Quand Albert et Bruno se rencontrent (Pio Marmaï et Jonathan Cohen), “it’s a match”. Les deux sont endettés jusqu’au cou, vivent de petites magouilles et ça ne va pas fort côté cœur. Commence une alliance dans la galère qui les amène par hasard vers un collectif d’activistes écolos, pastiche assumé du groupe bien réel Extinction Rebellion. Seulement voilà, le duo est plus attiré par les chips et les bières gratuites que par la révision de leur bilan carbone. Ils s’insèrent pourtant vite dans la bande, motivés par les beaux yeux de Noémie Merlan - alias “Cactus”, charismatique leadeuse - et les perspectives de braquer la banque de France. Disons-le en litote, on n’a pas vraiment aimé le huitième long-métrage des réalisateurs. Le film souffre de nombreux écueils, à commencer par son scénario et ses personnages.
Tout, du début à la fin, est téléguidé dans Une année difficile. C’est à se demander si une IA n’a pas écrit l’ensemble. L’amoureux éconduit qui met des bâtons dans les roues de son rival pile lorsqu’il est en passe de conclure ; l’addict à la surconsommation que sa femme a quitté embarquant leur enfant avec elle ; le professeur bénévole d’aide au retour à la solvabilité, lui-même en proie à des problèmes d’argent et d’addiction. Clichés et caricatures sont légions. Assez étonnant venant du binôme qui a signé En Thérapie, série ayant explosé les audiences TV et replay, où la finesse des personnages donnent toute sa chair à l’œuvre. Peut-être le secret de sa justesse tenait-il dans une co-écriture avec cinq scénaristes, dont certains avaient précisément fait une psychanalyse ? Ici, les réalisateurs sont maîtres du récit. Et seuls. Un pool élargi, expert du sujet, aurait pu donner sa chance… à la nuance.
Autre problème du film, il décide d’explorer deux thèmes à la fois. D’un côté immersion avec les néo-activistes écolos, de l’autre tout savoir sur le surendettement. L’idée était intéressante mais dans cette histoire, les deux fonctionnent mal et ne se nourrissent qu’artificiellement. Déjà, on ne croit pas vraiment au casting Jonathan Cohen et Pio Marmaï victimes des crédits conso. Ensuite, les deux sujets sont survolés. Bien sûr, c’est une comédie, on gonfle les traits, mais il y a une sorte de timidité à s’emparer du genre (Bruno, Albert, et tout le collectif écolo ne sont finalement pas assez loufoques pour qu’on embarque avec eux) et des thématiques. Comme si les réalisateurs n’avaient pas osé traiter pleinement l’écologie.

**Consigne**
Recopiez fidèlement le passage de la critique de film ci-dessus qui commence par « Quand Albert et » et se poursuit jusqu'à « et ses personnages. ».

**Données affichées**
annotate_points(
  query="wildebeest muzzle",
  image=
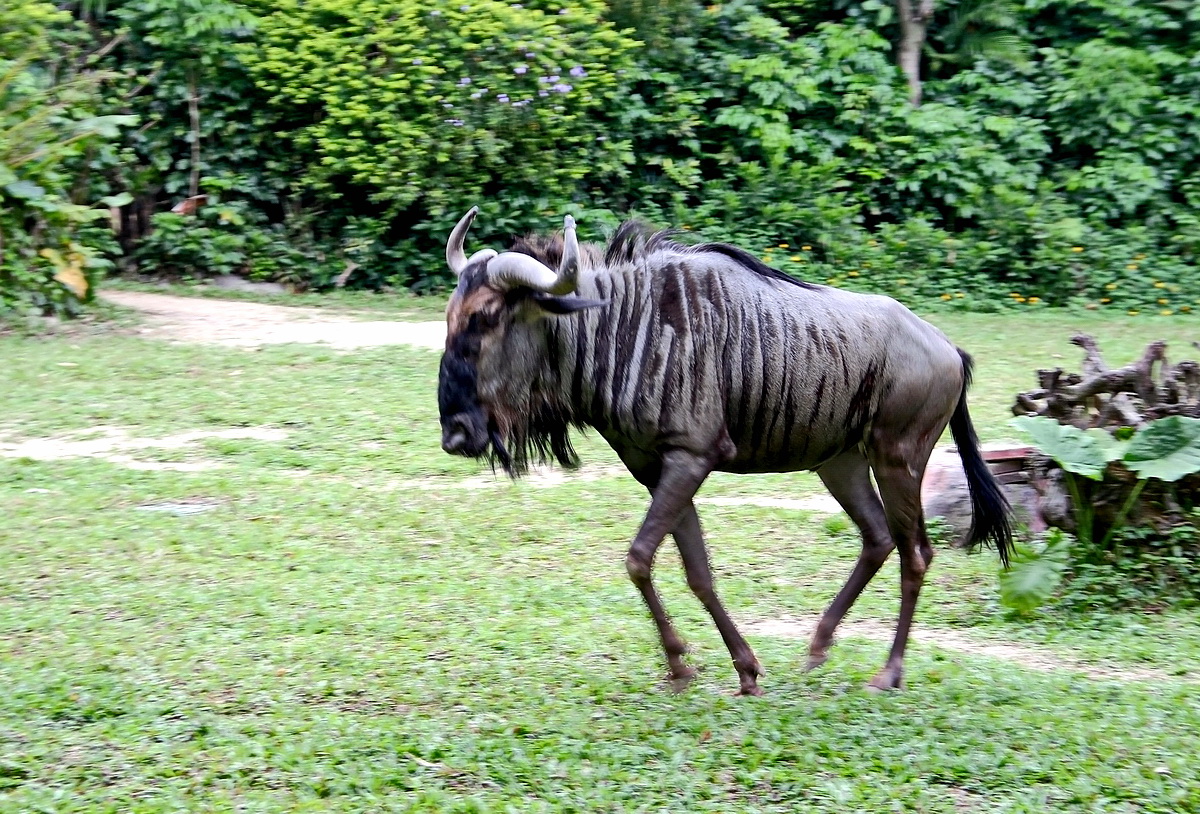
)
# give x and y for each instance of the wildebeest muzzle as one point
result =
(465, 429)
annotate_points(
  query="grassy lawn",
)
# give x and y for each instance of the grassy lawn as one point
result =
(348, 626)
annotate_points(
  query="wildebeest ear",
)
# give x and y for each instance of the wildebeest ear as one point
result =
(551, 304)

--

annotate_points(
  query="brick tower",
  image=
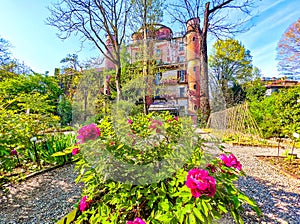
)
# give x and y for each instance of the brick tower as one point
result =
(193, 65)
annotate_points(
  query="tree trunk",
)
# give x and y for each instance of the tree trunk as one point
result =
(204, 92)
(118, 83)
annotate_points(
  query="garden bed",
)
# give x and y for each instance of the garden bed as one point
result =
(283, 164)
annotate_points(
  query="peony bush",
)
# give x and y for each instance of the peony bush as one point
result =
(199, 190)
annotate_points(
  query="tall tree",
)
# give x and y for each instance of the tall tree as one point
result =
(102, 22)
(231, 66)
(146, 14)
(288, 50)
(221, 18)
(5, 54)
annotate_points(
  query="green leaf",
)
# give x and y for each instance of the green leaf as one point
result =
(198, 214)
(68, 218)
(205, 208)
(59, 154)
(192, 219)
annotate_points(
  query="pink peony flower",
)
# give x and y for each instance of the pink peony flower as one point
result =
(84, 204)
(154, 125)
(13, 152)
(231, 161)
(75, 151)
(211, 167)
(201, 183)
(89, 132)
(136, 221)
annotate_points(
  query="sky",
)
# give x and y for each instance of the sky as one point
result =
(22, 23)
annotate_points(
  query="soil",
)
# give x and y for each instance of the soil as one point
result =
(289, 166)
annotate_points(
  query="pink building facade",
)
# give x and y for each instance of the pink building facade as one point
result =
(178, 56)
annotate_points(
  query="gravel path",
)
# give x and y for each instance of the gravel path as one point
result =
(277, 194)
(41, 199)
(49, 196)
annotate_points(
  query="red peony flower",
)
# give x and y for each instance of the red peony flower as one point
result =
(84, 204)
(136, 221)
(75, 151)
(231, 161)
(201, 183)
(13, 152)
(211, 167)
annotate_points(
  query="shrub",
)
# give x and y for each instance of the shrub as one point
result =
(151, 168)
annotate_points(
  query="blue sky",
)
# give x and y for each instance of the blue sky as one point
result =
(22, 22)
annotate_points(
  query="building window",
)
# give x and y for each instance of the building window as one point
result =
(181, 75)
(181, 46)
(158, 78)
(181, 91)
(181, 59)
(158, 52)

**Réponse**
Quand Albert et Bruno se rencontrent (Pio Marmaï et Jonathan Cohen), “it’s a match”. Les deux sont endettés jusqu’au cou, vivent de petites magouilles et ça ne va pas fort côté cœur. Commence une alliance dans la galère qui les amène par hasard vers un collectif d’activistes écolos, pastiche assumé du groupe bien réel Extinction Rebellion. Seulement voilà, le duo est plus attiré par les chips et les bières gratuites que par la révision de leur bilan carbone. Ils s’insèrent pourtant vite dans la bande, motivés par les beaux yeux de Noémie Merlan - alias “Cactus”, charismatique leadeuse - et les perspectives de braquer la banque de France. Disons-le en litote, on n’a pas vraiment aimé le huitième long-métrage des réalisateurs. Le film souffre de nombreux écueils, à commencer par son scénario et ses personnages.